__ZITIERTER ABSCHNITT__:
╔══

Wo der Wahnsinn der Besitzgier herrscht, da wird über Leichen gegangen. Da wird die eigene Mutter verkauft und ausgebeutet. Da sind Bruder und Schwester leere Worte, ohne Bedeutung, ohne Sinn. Da gibt es keinen Nächsten ausser mir. Ich bin der Herr, die andern haben mir zu dienen. Jesus erkannte diesen unheilvollen Mechanismus und ermahnte seine Jünger: „Wenn jemand der Erste sein will, so sei er von allen der Letzte und aller Diener“.[4] Der Mensch wird die Gesetze des Seins nie beherrschen können. Er kann sie kennen lernen und sein Leben in sie einfügen, so findet er Frieden und Freiheit.

Wo der Wahnsinn von Besitzgier und Egoismus herrschen, da hungern und frieren Menschen. Wo das Geben, das Hingeben nicht vom Gebenden, vom sich Hingebenden, selber als ein Beschenktwerden erlebt wird, da wird Geben und sich hingeben als Verlust empfunden. Verlust, Loslassen aber, das will um jeden Preis verhindert werden. Dass das Geben, das Weggeben, das Loslassen in sich selber ein Wachstum an Liebesfähigkeit und an Mitempfinden mit allen Wesen, mit allem Leben, mit Gott ist, das ist dem Besitzer und dem besitzen Wollenden unbekannt.

Deine Sattheit und Übersattheit (sie äussert sich häufig in verschiedensten Formen des „es satt habens“) ist der Hunger deines Mitmenschen. Deine Geborgenheit und Wärme ist die Kälte und Verlassenheit deines Nächsten. Er ist dein Nächster auch dann, wenn er auf der andern Seite des Globus lebt. Die Erde ist klein. Du hast Brüder und Schwestern, weißt du, wer sie sind?

╚══

__AUFGABEN__:
1 - Erkläre in ein bis zwei Sätzen, unter welcher Bedingung das Geben laut dem Text über die Besitzgier als Verlust empfunden wird.
2 - Fasse den Text über die Besitzgier in drei Sätzen zusammen.
3 - Setze den Text über die Besitzgier nach seinem letzten Satz fort.
Die Daten stammen aus einer anderen Quelle und gehören nicht zum Text über die Besitzgier.

__DATENTEIL__:
╔══

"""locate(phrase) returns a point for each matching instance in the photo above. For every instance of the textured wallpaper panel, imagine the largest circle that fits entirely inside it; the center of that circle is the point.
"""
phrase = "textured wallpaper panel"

╚══

__ANTWORTEN__:
1 - Das Geben und Sichhingeben wird als Verlust empfunden, wenn der Gebende es nicht selbst als ein Beschenktwerden erlebt. Dann erscheint es ihm als Loslassen, das um jeden Preis verhindert werden soll.

2 - Wo Besitzgier herrscht, werden Menschen ausgebeutet, und andere hungern und frieren. Dort wird Geben als Verlust empfunden, obwohl das Loslassen ein Wachstum an Liebesfähigkeit und Mitempfinden ist. Die Sattheit und Geborgenheit des einen ist der Hunger und die Kälte seines Nächsten, auch wenn dieser auf der anderen Seite des Globus lebt.

3 -
Wenn du nun depressiv wirst, dann hast du die Energie deiner Wut falsch eingesetzt. Du bist nicht aus deinem kleinen, engen Erlebensraum herausgetreten, herausgebrochen, sondern hast dich in dich selber verkrochen und nun zerfrisst die Energie deiner Wut dein Herz und wird statt zu wahrer Kraft zu Ohnmacht. Es mag hart klingen in deinen Ohren, aber nun bist du auf der andern Seite des Egoismus gelandet. Wieder geht es nur um dich, du bist der oder die Arme in dieser ach so schlechten Welt. Auf diese Weise wirst du nichts verändern, wirst du nichts beitragen zum Heil und zur Heiligung der Menschheit. Nun hast du dich zum Opfer gemacht, und die andern zu Tätern. Aber jeder Täter ist auch Opfer, und jedes Opfer ist auch Täter. Bedenke das.

Depression und Wut, überhaupt alle Emotionen, sind nicht Dinge, die dich von aussen, unabhängig von dir anfallen. In deinem Geist, in deinem Herzen schaffst du Bedingungen, die zu Emotionen werden. Deshalb ist es unumgänglich, dass du dich selber kennen lernst, dass du erkennen lernst, wie das Zusammenspiel von Körper, Gefühlen und Denken in deinem Leben funktioniert. So wirst du befähigt werden, in heilsamer Weise mit dir selber umzugehen. Und wenn du mit dir selber in heilsamer Weise umgehen kannst, dann wirst du es auch mit deinen Mitmenschen, mit allen Lebewesen, mit dem Leben und mit deinem Erleben überhaupt können.

Das Hoffen auf das Gute, auf das Schöne, auf das Wahre, auf Frieden, Freiheit und Liebe, das teilt die Mutter Erde mit dir. In der Bibel lesen wir, dass alle Lebewesen voller Hoffnung leben, in der Erwartung darauf, dass die Menschen als Kinder Gottes offenbar werden. Als Kind Gottes wirst du nicht offenbar durch ein religiöses Bekenntnis, was von engherzigen Glaubens- und Religionsgemeinschaften leider so verstanden und interpretiert wird. Als Kind Gottes wirst du offenbar, wenn du liebst.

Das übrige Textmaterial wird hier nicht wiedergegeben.